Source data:
>>>

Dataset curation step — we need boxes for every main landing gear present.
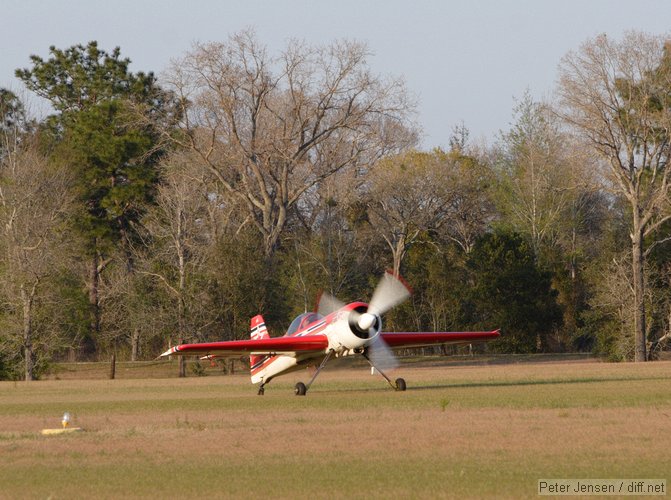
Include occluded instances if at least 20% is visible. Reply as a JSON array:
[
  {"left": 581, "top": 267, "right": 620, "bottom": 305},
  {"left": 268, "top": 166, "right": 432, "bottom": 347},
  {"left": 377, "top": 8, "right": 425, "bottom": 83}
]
[
  {"left": 294, "top": 350, "right": 334, "bottom": 396},
  {"left": 362, "top": 352, "right": 407, "bottom": 391},
  {"left": 257, "top": 349, "right": 407, "bottom": 396},
  {"left": 294, "top": 382, "right": 307, "bottom": 396}
]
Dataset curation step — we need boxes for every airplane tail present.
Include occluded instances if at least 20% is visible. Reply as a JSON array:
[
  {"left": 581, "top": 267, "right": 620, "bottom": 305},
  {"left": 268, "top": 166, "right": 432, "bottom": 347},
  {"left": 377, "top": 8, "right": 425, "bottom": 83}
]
[{"left": 249, "top": 315, "right": 269, "bottom": 371}]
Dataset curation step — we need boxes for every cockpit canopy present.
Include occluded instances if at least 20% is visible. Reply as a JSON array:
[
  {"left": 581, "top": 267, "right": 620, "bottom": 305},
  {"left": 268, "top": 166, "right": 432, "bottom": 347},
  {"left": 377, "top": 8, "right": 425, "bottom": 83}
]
[{"left": 286, "top": 312, "right": 324, "bottom": 336}]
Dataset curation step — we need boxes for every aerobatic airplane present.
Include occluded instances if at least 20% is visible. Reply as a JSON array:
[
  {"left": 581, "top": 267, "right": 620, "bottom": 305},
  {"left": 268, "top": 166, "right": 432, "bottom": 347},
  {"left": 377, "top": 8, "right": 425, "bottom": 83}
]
[{"left": 161, "top": 272, "right": 500, "bottom": 395}]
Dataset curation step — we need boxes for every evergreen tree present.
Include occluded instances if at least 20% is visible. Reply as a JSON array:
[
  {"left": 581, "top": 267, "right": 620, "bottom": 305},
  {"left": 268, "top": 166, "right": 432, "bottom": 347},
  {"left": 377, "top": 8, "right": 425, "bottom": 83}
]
[
  {"left": 467, "top": 230, "right": 563, "bottom": 353},
  {"left": 17, "top": 42, "right": 174, "bottom": 354}
]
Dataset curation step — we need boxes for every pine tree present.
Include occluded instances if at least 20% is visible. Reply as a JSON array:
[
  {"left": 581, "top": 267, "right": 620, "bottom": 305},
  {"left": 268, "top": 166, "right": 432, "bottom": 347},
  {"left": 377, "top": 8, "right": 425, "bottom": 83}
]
[{"left": 17, "top": 41, "right": 175, "bottom": 355}]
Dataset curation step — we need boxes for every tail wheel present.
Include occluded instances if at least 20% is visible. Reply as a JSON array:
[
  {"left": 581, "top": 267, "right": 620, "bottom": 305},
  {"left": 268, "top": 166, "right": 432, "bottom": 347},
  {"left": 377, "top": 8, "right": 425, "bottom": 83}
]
[
  {"left": 294, "top": 382, "right": 307, "bottom": 396},
  {"left": 395, "top": 378, "right": 406, "bottom": 391}
]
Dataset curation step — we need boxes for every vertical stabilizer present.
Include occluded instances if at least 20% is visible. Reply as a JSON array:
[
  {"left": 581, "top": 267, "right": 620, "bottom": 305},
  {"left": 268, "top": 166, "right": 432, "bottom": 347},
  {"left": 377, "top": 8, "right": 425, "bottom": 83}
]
[{"left": 249, "top": 315, "right": 269, "bottom": 374}]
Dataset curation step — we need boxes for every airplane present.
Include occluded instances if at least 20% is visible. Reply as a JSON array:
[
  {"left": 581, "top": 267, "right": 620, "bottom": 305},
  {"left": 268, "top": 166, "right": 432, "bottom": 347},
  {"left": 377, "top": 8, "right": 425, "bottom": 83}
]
[{"left": 160, "top": 272, "right": 500, "bottom": 396}]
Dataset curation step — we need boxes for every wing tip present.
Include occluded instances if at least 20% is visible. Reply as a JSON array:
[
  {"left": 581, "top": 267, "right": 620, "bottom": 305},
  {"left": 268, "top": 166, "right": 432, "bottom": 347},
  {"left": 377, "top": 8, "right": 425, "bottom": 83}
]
[{"left": 159, "top": 346, "right": 179, "bottom": 357}]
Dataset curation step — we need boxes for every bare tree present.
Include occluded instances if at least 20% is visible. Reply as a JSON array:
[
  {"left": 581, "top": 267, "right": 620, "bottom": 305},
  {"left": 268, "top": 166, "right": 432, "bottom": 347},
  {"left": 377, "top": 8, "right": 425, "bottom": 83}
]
[
  {"left": 498, "top": 93, "right": 577, "bottom": 258},
  {"left": 137, "top": 152, "right": 222, "bottom": 376},
  {"left": 442, "top": 150, "right": 495, "bottom": 254},
  {"left": 164, "top": 30, "right": 416, "bottom": 258},
  {"left": 558, "top": 32, "right": 671, "bottom": 361},
  {"left": 589, "top": 252, "right": 660, "bottom": 360},
  {"left": 366, "top": 150, "right": 453, "bottom": 277},
  {"left": 287, "top": 163, "right": 377, "bottom": 302},
  {"left": 0, "top": 141, "right": 73, "bottom": 380}
]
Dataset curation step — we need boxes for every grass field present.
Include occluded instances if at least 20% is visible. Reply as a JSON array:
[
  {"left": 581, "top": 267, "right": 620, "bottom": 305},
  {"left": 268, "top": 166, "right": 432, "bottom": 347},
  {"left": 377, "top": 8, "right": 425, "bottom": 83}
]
[{"left": 0, "top": 357, "right": 670, "bottom": 499}]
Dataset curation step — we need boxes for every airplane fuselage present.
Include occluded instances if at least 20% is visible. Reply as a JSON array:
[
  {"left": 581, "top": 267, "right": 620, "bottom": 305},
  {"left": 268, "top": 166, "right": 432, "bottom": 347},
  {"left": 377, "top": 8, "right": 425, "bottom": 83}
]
[{"left": 251, "top": 302, "right": 375, "bottom": 384}]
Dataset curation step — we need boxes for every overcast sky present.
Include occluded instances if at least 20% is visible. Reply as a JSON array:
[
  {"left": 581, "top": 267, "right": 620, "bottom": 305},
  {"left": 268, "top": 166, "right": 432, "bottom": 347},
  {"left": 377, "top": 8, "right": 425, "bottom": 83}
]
[{"left": 2, "top": 0, "right": 671, "bottom": 148}]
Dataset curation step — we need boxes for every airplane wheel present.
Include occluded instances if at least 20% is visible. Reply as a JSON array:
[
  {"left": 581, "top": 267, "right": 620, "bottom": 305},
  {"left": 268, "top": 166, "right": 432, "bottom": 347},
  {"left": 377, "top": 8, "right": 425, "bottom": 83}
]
[
  {"left": 294, "top": 382, "right": 307, "bottom": 396},
  {"left": 395, "top": 378, "right": 406, "bottom": 391},
  {"left": 257, "top": 387, "right": 265, "bottom": 396}
]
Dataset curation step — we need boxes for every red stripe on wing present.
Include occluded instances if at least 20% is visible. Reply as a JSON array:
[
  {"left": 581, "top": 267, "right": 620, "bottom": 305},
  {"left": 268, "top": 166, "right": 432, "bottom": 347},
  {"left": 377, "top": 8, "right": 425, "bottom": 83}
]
[
  {"left": 380, "top": 330, "right": 500, "bottom": 348},
  {"left": 165, "top": 335, "right": 329, "bottom": 357}
]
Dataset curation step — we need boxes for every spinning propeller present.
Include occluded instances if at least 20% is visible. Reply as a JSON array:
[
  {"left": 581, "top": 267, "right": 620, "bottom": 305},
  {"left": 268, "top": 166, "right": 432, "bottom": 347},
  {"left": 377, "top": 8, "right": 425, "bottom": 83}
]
[{"left": 317, "top": 272, "right": 411, "bottom": 371}]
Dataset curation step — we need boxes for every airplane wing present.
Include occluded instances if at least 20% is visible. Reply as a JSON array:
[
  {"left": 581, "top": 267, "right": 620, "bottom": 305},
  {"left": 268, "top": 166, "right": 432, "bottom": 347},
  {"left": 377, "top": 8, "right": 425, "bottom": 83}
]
[
  {"left": 160, "top": 335, "right": 329, "bottom": 358},
  {"left": 380, "top": 330, "right": 500, "bottom": 349}
]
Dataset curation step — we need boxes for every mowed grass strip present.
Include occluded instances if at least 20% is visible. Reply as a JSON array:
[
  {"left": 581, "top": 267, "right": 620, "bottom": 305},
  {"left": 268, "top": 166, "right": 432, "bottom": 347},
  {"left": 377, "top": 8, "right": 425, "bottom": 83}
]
[{"left": 0, "top": 360, "right": 669, "bottom": 499}]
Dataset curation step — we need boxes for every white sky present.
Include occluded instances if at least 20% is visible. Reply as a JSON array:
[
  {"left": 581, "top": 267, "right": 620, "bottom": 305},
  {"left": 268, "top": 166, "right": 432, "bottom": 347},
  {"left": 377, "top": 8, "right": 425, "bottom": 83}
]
[{"left": 2, "top": 0, "right": 671, "bottom": 149}]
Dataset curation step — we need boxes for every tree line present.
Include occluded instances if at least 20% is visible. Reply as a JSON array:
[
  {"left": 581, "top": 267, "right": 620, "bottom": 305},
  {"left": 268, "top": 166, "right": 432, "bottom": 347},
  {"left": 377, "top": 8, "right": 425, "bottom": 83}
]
[{"left": 1, "top": 30, "right": 670, "bottom": 380}]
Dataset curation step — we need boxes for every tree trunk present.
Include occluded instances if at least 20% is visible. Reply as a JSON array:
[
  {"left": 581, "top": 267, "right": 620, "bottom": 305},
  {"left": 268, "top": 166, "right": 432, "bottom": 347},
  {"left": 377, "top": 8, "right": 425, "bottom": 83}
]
[
  {"left": 87, "top": 243, "right": 100, "bottom": 356},
  {"left": 177, "top": 211, "right": 187, "bottom": 378},
  {"left": 631, "top": 227, "right": 647, "bottom": 362},
  {"left": 21, "top": 286, "right": 34, "bottom": 381},
  {"left": 178, "top": 344, "right": 186, "bottom": 377},
  {"left": 109, "top": 351, "right": 116, "bottom": 379},
  {"left": 392, "top": 235, "right": 406, "bottom": 278},
  {"left": 131, "top": 328, "right": 140, "bottom": 361},
  {"left": 178, "top": 297, "right": 186, "bottom": 378},
  {"left": 263, "top": 229, "right": 281, "bottom": 259}
]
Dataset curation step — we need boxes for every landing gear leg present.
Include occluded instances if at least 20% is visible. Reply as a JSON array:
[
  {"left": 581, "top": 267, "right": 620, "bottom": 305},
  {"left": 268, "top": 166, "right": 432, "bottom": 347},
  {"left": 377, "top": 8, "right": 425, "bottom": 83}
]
[
  {"left": 257, "top": 384, "right": 265, "bottom": 396},
  {"left": 362, "top": 352, "right": 407, "bottom": 391},
  {"left": 295, "top": 350, "right": 334, "bottom": 396}
]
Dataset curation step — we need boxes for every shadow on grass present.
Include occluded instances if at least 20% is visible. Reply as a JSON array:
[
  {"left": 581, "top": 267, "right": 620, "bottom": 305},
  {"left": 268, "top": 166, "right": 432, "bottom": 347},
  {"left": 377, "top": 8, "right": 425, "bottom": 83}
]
[
  {"left": 407, "top": 375, "right": 671, "bottom": 392},
  {"left": 316, "top": 375, "right": 671, "bottom": 394}
]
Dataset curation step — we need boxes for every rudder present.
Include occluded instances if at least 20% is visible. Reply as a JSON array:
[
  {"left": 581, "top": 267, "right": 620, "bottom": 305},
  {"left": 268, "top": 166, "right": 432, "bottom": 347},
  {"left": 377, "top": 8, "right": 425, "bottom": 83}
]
[{"left": 249, "top": 315, "right": 269, "bottom": 372}]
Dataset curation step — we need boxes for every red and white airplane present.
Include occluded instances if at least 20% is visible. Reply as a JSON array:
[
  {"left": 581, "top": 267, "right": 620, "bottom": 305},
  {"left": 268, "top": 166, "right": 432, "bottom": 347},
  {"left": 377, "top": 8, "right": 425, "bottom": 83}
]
[{"left": 161, "top": 272, "right": 499, "bottom": 395}]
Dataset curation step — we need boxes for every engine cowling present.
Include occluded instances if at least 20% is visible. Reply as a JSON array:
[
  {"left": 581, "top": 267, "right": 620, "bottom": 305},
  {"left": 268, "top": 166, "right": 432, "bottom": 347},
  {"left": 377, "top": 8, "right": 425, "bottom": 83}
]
[{"left": 327, "top": 305, "right": 381, "bottom": 352}]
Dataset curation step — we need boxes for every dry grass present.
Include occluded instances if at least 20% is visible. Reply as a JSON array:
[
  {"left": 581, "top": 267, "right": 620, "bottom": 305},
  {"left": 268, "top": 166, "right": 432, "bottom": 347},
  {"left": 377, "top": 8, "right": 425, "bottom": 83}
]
[{"left": 0, "top": 358, "right": 670, "bottom": 499}]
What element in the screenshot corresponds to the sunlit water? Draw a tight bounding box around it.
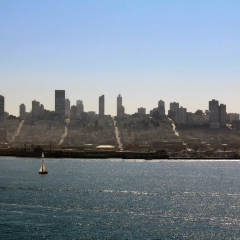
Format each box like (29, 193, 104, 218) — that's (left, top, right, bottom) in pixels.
(1, 157, 240, 239)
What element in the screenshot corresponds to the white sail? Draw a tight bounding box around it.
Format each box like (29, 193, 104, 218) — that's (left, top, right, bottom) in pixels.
(41, 152, 44, 158)
(39, 160, 47, 172)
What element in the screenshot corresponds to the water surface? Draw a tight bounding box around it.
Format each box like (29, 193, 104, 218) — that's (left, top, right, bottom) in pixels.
(1, 157, 240, 239)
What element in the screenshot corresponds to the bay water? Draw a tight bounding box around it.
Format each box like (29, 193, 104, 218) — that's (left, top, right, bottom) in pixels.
(1, 157, 240, 239)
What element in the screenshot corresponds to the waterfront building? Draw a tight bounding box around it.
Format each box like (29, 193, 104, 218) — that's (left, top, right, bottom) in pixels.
(209, 99, 220, 128)
(138, 107, 146, 117)
(65, 99, 70, 117)
(19, 104, 26, 119)
(177, 107, 187, 124)
(158, 100, 165, 116)
(55, 90, 65, 117)
(76, 100, 84, 116)
(0, 129, 8, 142)
(99, 95, 104, 117)
(0, 95, 4, 123)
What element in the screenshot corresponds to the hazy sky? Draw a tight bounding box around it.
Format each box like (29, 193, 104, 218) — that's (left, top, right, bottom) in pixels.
(1, 0, 240, 116)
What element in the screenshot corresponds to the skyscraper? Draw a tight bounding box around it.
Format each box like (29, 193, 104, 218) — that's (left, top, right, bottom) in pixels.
(70, 105, 77, 120)
(138, 107, 146, 117)
(0, 95, 4, 123)
(158, 100, 165, 115)
(117, 94, 122, 117)
(117, 94, 122, 110)
(55, 90, 65, 117)
(177, 106, 187, 124)
(20, 104, 26, 119)
(169, 102, 179, 121)
(209, 99, 220, 128)
(117, 94, 124, 120)
(65, 99, 71, 117)
(170, 102, 179, 114)
(99, 95, 104, 117)
(32, 100, 40, 118)
(76, 100, 84, 116)
(118, 106, 125, 119)
(219, 104, 226, 127)
(32, 100, 44, 118)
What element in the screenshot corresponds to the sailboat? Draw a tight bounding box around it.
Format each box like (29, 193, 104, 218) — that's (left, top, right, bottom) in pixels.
(39, 160, 48, 174)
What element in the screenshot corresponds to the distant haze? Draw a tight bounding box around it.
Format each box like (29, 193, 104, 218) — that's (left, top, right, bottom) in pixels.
(1, 0, 240, 115)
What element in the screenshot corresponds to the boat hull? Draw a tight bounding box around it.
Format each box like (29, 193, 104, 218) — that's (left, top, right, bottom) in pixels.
(39, 171, 48, 174)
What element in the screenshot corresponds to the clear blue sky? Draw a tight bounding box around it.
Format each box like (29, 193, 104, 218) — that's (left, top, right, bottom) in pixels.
(1, 0, 240, 116)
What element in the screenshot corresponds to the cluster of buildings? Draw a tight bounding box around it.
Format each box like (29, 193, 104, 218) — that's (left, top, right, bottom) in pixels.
(1, 91, 240, 155)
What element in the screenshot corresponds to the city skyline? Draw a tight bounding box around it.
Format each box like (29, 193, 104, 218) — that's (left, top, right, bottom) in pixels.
(1, 1, 240, 115)
(2, 91, 240, 118)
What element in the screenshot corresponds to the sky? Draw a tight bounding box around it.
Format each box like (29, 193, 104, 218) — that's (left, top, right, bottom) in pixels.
(1, 0, 240, 116)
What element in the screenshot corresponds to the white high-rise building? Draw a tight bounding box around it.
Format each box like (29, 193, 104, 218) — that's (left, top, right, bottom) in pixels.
(0, 95, 4, 123)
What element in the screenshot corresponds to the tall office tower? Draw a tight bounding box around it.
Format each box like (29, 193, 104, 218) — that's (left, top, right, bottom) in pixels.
(19, 104, 26, 119)
(76, 100, 84, 116)
(138, 107, 146, 117)
(117, 94, 123, 119)
(169, 102, 179, 121)
(99, 95, 104, 117)
(209, 99, 220, 128)
(118, 106, 125, 119)
(65, 99, 71, 117)
(176, 106, 187, 124)
(158, 100, 165, 115)
(219, 104, 226, 127)
(70, 105, 77, 120)
(170, 102, 179, 114)
(55, 90, 65, 116)
(0, 95, 4, 123)
(32, 100, 40, 118)
(39, 104, 44, 116)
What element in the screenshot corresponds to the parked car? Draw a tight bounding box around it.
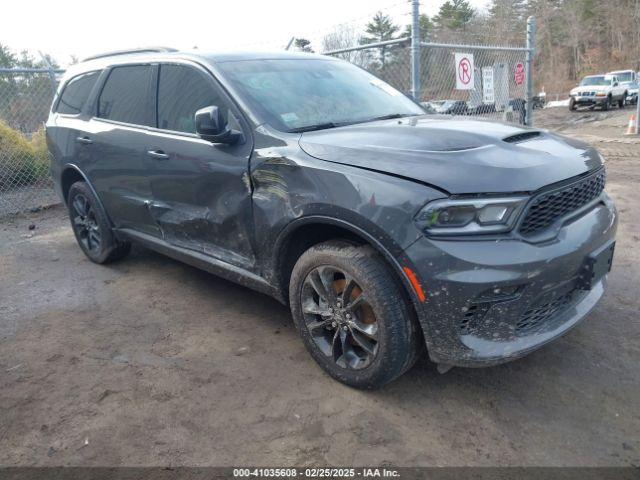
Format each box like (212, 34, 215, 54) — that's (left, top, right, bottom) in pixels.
(532, 94, 546, 109)
(625, 81, 638, 105)
(420, 101, 437, 114)
(569, 74, 628, 111)
(466, 103, 497, 116)
(436, 99, 468, 115)
(47, 48, 617, 388)
(508, 98, 527, 124)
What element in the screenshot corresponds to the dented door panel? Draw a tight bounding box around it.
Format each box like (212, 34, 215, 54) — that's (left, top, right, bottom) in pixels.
(147, 130, 256, 270)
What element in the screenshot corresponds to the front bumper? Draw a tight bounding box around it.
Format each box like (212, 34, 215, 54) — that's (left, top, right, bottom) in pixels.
(404, 193, 617, 367)
(571, 95, 609, 106)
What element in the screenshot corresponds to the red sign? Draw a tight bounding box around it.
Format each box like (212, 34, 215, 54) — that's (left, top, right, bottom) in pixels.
(458, 57, 472, 85)
(514, 62, 525, 86)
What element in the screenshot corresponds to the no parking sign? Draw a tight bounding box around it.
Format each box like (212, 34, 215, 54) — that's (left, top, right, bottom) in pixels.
(455, 53, 474, 90)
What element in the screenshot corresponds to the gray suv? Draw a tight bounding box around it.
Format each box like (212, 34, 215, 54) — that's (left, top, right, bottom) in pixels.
(46, 48, 617, 388)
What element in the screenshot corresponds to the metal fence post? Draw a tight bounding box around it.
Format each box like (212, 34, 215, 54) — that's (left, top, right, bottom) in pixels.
(410, 0, 421, 101)
(38, 51, 58, 97)
(525, 16, 536, 126)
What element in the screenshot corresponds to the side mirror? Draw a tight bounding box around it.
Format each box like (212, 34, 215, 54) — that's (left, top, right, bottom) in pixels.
(614, 82, 619, 87)
(195, 105, 241, 144)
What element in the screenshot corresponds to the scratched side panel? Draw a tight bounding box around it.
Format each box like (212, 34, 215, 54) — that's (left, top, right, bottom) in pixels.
(248, 126, 446, 284)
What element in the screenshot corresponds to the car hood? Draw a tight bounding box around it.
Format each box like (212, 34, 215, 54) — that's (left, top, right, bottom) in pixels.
(299, 116, 602, 194)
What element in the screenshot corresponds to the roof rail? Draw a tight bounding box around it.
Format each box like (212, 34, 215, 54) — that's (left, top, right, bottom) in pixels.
(82, 47, 178, 62)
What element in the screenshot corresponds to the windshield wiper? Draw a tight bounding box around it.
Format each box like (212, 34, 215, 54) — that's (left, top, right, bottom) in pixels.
(288, 114, 415, 133)
(288, 122, 341, 133)
(352, 113, 416, 125)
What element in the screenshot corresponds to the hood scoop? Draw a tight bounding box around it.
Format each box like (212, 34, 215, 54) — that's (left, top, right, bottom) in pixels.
(503, 131, 541, 144)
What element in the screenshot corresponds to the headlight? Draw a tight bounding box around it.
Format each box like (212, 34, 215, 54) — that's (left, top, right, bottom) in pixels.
(414, 197, 528, 235)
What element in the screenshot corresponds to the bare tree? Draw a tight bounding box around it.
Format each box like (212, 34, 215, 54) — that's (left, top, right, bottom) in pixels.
(321, 24, 372, 68)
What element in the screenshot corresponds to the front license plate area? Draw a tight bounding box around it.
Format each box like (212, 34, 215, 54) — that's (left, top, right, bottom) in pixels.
(577, 241, 615, 290)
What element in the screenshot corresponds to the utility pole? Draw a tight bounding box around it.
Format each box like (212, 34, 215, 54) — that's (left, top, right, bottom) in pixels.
(410, 0, 421, 101)
(524, 16, 536, 126)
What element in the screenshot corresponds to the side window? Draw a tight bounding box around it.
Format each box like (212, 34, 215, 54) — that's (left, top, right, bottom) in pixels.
(56, 71, 100, 114)
(98, 65, 153, 126)
(157, 64, 224, 133)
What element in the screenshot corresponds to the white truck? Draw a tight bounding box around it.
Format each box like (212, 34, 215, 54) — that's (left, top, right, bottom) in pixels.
(608, 70, 639, 105)
(569, 74, 628, 111)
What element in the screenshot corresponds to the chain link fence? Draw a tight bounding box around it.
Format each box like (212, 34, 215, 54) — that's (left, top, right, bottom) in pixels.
(0, 68, 61, 217)
(324, 38, 413, 97)
(324, 38, 531, 125)
(419, 43, 529, 124)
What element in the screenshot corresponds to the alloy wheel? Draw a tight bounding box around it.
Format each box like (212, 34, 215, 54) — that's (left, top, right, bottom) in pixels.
(301, 266, 379, 370)
(71, 193, 102, 253)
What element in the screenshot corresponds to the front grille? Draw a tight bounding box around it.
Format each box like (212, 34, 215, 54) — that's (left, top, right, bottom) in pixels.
(516, 289, 578, 335)
(519, 169, 606, 236)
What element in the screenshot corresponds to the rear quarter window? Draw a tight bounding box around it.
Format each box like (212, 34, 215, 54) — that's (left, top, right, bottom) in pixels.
(55, 71, 100, 115)
(97, 65, 153, 126)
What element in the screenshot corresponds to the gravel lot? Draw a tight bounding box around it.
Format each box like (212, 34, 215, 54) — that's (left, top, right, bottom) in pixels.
(1, 108, 639, 467)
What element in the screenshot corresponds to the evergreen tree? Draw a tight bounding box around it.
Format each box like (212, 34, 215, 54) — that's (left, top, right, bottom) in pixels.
(360, 12, 401, 68)
(294, 38, 314, 53)
(433, 0, 475, 31)
(403, 14, 433, 42)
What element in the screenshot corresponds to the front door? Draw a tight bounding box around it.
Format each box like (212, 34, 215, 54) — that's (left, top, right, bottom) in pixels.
(147, 63, 256, 270)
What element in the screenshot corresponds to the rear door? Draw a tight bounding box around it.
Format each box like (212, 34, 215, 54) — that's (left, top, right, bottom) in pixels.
(146, 62, 256, 270)
(47, 70, 102, 199)
(87, 64, 160, 236)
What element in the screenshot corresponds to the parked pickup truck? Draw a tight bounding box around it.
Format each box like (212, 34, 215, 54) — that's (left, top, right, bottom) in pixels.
(569, 74, 628, 111)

<<<

WHAT YOU ARE ASKED TO DO
Each line above from the one with "What element in the screenshot corresponds to the utility" up to and including the one with "What element in the screenshot corresponds to the white truck?" must be set down exactly, and no line outside that span may appear.

TASK OUTPUT
What element in the screenshot corresponds to the utility pole? Draw a tight bounding box around it.
Format each box like (212, 34, 215, 54) — that's (left, top, right, bottom) in pixels.
(410, 0, 421, 101)
(524, 16, 536, 126)
What element in the screenshot corresponds to the side window? Draw a tight bounding box around it.
Format each box like (212, 34, 215, 54) — that's (left, top, right, bottom) in pixels.
(56, 71, 100, 114)
(98, 65, 153, 126)
(157, 64, 224, 133)
What element in the screenshot corresponds to the white truck? Draw a tight bounding box around it.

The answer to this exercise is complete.